Items drawn from a collection
--------------------

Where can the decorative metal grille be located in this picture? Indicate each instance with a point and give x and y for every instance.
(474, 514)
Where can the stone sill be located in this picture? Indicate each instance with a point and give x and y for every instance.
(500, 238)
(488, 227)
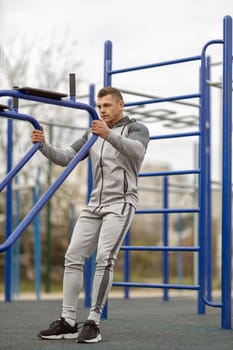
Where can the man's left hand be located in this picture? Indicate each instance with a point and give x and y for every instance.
(100, 128)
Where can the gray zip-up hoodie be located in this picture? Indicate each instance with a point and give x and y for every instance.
(116, 161)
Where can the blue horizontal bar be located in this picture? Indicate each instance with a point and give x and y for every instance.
(63, 103)
(154, 65)
(20, 116)
(160, 248)
(155, 285)
(170, 136)
(14, 171)
(29, 154)
(164, 99)
(162, 211)
(47, 195)
(211, 303)
(167, 173)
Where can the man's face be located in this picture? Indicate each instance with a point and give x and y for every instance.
(110, 109)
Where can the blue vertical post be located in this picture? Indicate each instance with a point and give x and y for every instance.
(180, 254)
(107, 63)
(127, 265)
(227, 174)
(16, 247)
(165, 238)
(89, 267)
(202, 186)
(8, 229)
(37, 244)
(208, 192)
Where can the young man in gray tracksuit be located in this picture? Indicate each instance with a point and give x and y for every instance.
(116, 159)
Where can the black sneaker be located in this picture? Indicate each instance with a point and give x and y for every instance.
(90, 333)
(60, 329)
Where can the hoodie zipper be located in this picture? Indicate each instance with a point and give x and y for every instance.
(102, 172)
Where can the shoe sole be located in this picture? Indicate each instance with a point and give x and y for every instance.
(95, 340)
(59, 336)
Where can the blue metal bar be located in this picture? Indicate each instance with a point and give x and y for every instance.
(127, 264)
(47, 195)
(161, 211)
(211, 303)
(13, 171)
(162, 248)
(208, 193)
(164, 99)
(173, 172)
(107, 63)
(89, 266)
(156, 285)
(165, 237)
(154, 65)
(8, 225)
(37, 244)
(171, 136)
(227, 174)
(203, 179)
(16, 248)
(63, 103)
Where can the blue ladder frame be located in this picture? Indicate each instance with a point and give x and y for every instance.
(204, 208)
(11, 237)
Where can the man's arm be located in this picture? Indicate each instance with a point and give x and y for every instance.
(56, 155)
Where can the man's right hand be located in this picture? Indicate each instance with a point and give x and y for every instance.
(38, 136)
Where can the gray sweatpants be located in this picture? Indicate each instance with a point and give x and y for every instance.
(102, 229)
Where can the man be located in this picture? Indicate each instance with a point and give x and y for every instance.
(116, 158)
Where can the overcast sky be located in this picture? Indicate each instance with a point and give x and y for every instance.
(142, 32)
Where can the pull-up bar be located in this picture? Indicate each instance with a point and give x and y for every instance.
(43, 96)
(14, 171)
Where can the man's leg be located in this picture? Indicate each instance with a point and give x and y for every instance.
(82, 245)
(115, 224)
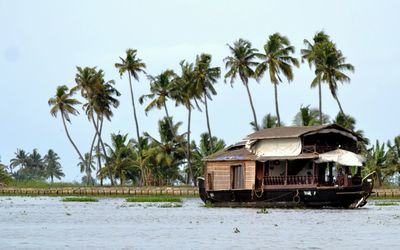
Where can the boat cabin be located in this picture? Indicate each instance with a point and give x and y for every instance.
(290, 157)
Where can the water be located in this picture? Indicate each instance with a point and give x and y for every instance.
(111, 223)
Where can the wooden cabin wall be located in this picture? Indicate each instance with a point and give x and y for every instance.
(221, 173)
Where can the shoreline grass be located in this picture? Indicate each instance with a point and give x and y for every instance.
(79, 199)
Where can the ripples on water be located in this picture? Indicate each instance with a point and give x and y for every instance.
(111, 223)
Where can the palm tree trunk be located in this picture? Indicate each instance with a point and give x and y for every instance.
(104, 150)
(70, 139)
(190, 175)
(276, 105)
(133, 106)
(320, 102)
(251, 104)
(99, 157)
(169, 119)
(208, 121)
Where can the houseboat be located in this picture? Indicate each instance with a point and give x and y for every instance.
(315, 166)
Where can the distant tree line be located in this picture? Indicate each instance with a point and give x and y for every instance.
(172, 156)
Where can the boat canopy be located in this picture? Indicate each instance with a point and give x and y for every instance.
(342, 157)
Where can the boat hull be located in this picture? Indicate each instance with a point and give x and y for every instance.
(315, 197)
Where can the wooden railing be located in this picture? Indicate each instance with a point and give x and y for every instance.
(291, 180)
(323, 149)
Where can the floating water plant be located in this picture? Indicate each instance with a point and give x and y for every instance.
(160, 198)
(79, 199)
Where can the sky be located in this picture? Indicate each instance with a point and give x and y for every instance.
(42, 42)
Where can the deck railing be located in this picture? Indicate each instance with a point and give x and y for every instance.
(291, 180)
(323, 149)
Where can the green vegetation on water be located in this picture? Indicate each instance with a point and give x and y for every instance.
(80, 199)
(387, 203)
(160, 198)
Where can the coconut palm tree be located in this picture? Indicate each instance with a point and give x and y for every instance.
(187, 91)
(161, 87)
(277, 59)
(87, 166)
(205, 77)
(52, 166)
(309, 54)
(203, 150)
(101, 97)
(330, 65)
(269, 121)
(168, 152)
(63, 103)
(133, 66)
(241, 62)
(309, 117)
(21, 159)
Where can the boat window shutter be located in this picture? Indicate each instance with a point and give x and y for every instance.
(237, 177)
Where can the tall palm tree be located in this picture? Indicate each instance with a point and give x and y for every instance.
(161, 87)
(330, 65)
(241, 62)
(133, 66)
(63, 103)
(53, 166)
(187, 91)
(206, 76)
(87, 166)
(269, 121)
(168, 152)
(309, 54)
(101, 97)
(309, 117)
(277, 59)
(203, 150)
(21, 159)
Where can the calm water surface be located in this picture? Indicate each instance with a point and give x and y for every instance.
(111, 223)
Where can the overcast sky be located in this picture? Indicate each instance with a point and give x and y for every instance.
(42, 42)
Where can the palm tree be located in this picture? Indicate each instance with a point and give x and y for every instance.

--------------------

Your goal: Turn every line of the items above into a JSON list of strings, one string per line and no blank lines. Leave out the pictures.

Correct output:
[
  "Where can the decorative metal grille be located in this picture? Indicate each instance with a point and give x and y for every instance.",
  "(474, 514)",
  "Where can the stone sill be located in this picture? Indicate each instance with a point and give x and y for every instance.",
  "(500, 238)",
  "(488, 227)",
  "Where can the man's left hand be located in this picture? Indicate each instance with a point and give x and y for every instance.",
  "(100, 128)",
  "Where can the gray zip-up hoodie be located in this picture? Indicate each instance with a point and give x and y for every instance.",
  "(116, 161)",
  "Where can the blue horizontal bar be located in this picture? Indicate each instance with a point and give x and y for every instance.",
  "(63, 103)",
  "(154, 65)",
  "(20, 116)",
  "(160, 248)",
  "(155, 285)",
  "(170, 136)",
  "(14, 171)",
  "(29, 154)",
  "(164, 99)",
  "(162, 211)",
  "(47, 195)",
  "(211, 303)",
  "(167, 173)",
  "Where can the man's face be located in this picture? Indicate each instance with a point and give x and y for every instance.",
  "(110, 109)",
  "Where can the blue vertical post be located in this picture? Indicate each instance with a point and give x and y for every instance.",
  "(180, 254)",
  "(107, 63)",
  "(127, 265)",
  "(227, 174)",
  "(16, 247)",
  "(165, 238)",
  "(89, 267)",
  "(202, 186)",
  "(8, 229)",
  "(37, 244)",
  "(208, 192)",
  "Where can the young man in gray tracksuit be located in this picture? Indicate each instance with a point and give x and y for every instance.",
  "(116, 159)",
  "Where can the black sneaker be located in this picture? Indicate each instance with a point and give x and y for every instance.",
  "(90, 333)",
  "(60, 329)",
  "Where can the hoodie zipper be located in this picture? Indicate each instance with a point and give x and y for every instance.",
  "(102, 172)",
  "Where can the shoe sole be located in this picture? Indicate each instance with a point and give x and y for every instance.",
  "(95, 340)",
  "(59, 336)",
  "Where can the blue metal bar be located in this picture? Indicate each instance with a point and give x and y for every instance.",
  "(127, 264)",
  "(47, 195)",
  "(161, 211)",
  "(211, 303)",
  "(13, 171)",
  "(162, 248)",
  "(208, 193)",
  "(164, 99)",
  "(173, 172)",
  "(107, 63)",
  "(89, 266)",
  "(156, 285)",
  "(165, 237)",
  "(154, 65)",
  "(8, 225)",
  "(37, 244)",
  "(171, 136)",
  "(227, 174)",
  "(203, 179)",
  "(16, 248)",
  "(63, 103)",
  "Where can the blue ladder frame be located in this picture? Indicate each instance with a point and give x and y for every instance.",
  "(204, 208)",
  "(11, 237)",
  "Where can the man's arm be located in this picture? Indicate each instance with a point and give x and y for every instance.",
  "(56, 155)",
  "Where can the man's right hand be located in this picture? Indicate each instance with a point and give x and y for every instance.",
  "(38, 136)",
  "Where can the gray sweatpants be located in this picture? Indicate each instance with a point and give x and y for every instance.",
  "(102, 229)",
  "Where can the man be located in this picture? Indicate each instance with a point and give x and y for every instance.",
  "(116, 158)",
  "Where can the overcast sky be located in this picture? Indicate each instance with a point and give x and y for every instance.",
  "(142, 32)",
  "Where can the pull-up bar be located in this picture? Indicate each instance with a point and give x and y for every instance.",
  "(43, 96)",
  "(14, 171)",
  "Where can the man's leg be located in this picture? Indicate each instance with a point and give x and y for every instance.",
  "(82, 245)",
  "(115, 224)",
  "Where can the boat cabin be located in this picture? Indicate each instance with a point and give x and y for every instance.",
  "(290, 157)",
  "Where can the water be located in this picture? Indicate each instance with a point and give x and y for every instance.",
  "(111, 223)",
  "Where can the wooden cabin wall be located in this picture? Indicate each instance with a point and give x and y for every instance.",
  "(221, 173)",
  "Where can the shoreline grass be located in this picture? Indicate each instance with a point and give x and y for every instance.",
  "(79, 199)",
  "Where can the ripples on water be located in this picture? Indicate each instance with a point and give x and y for every instance.",
  "(111, 223)",
  "Where can the palm tree trunk be located in this picture? Indicate each instance with a point and give x and y for every instance.",
  "(104, 150)",
  "(70, 139)",
  "(190, 175)",
  "(276, 105)",
  "(133, 106)",
  "(320, 102)",
  "(251, 104)",
  "(99, 157)",
  "(169, 119)",
  "(208, 121)",
  "Where can the houseboat be located in this picture? Indicate each instance with a point and give x and y for every instance.",
  "(315, 166)",
  "Where can the distant tree line be located in this picture? Indicate each instance with a point and give x and y for every instance.",
  "(172, 156)",
  "Where can the boat canopy be located in this picture? Indicate each instance with a point and give x and y for every instance.",
  "(342, 157)",
  "Where can the boat hull be located in this picture? Indicate each instance with a point and give x and y for every instance.",
  "(315, 197)",
  "Where can the wooden railing be located in this picture? Indicate each instance with a point and give x and y for every instance.",
  "(291, 180)",
  "(323, 149)",
  "Where can the floating water plant be located in this picture? Indicate each instance with a point and give x and y for every instance.",
  "(160, 198)",
  "(79, 199)",
  "Where can the sky be located in this picture? Indicate each instance with a point and give x and y for every instance.",
  "(42, 42)",
  "Where can the deck railing be located in this picture? Indicate each instance with a point and give x and y for every instance.",
  "(291, 180)",
  "(323, 149)",
  "Where can the green vegetation on water be located in this picture? Indicate each instance with a point and give x and y for every instance.",
  "(80, 199)",
  "(387, 203)",
  "(160, 198)",
  "Where can the coconut palm tree be located in this picture? Indicate each instance with a point and give x and y for every instance.",
  "(187, 91)",
  "(161, 87)",
  "(277, 59)",
  "(87, 166)",
  "(205, 77)",
  "(52, 166)",
  "(309, 54)",
  "(203, 150)",
  "(101, 97)",
  "(330, 65)",
  "(269, 121)",
  "(168, 152)",
  "(63, 103)",
  "(133, 66)",
  "(241, 62)",
  "(309, 117)",
  "(21, 159)",
  "Where can the boat window shutter be located in this picture? Indicate each instance with a point and give x and y for every instance.",
  "(237, 177)",
  "Where can the tall palm tree be located in this picture? Indicate each instance with a point and give x and y for every instance.",
  "(161, 87)",
  "(330, 65)",
  "(241, 62)",
  "(133, 66)",
  "(63, 103)",
  "(53, 166)",
  "(187, 91)",
  "(206, 76)",
  "(87, 166)",
  "(269, 121)",
  "(168, 152)",
  "(309, 54)",
  "(101, 97)",
  "(309, 117)",
  "(277, 59)",
  "(203, 150)",
  "(21, 159)",
  "Where can the calm water surface be located in this picture? Indicate each instance with a point and give x and y for every instance.",
  "(111, 223)",
  "Where can the overcast sky be located in this picture? Indicate each instance with a point and give x and y for every instance.",
  "(42, 42)",
  "Where can the palm tree be located in this picture? Indicate each instance with a point and give x and y for every instance."
]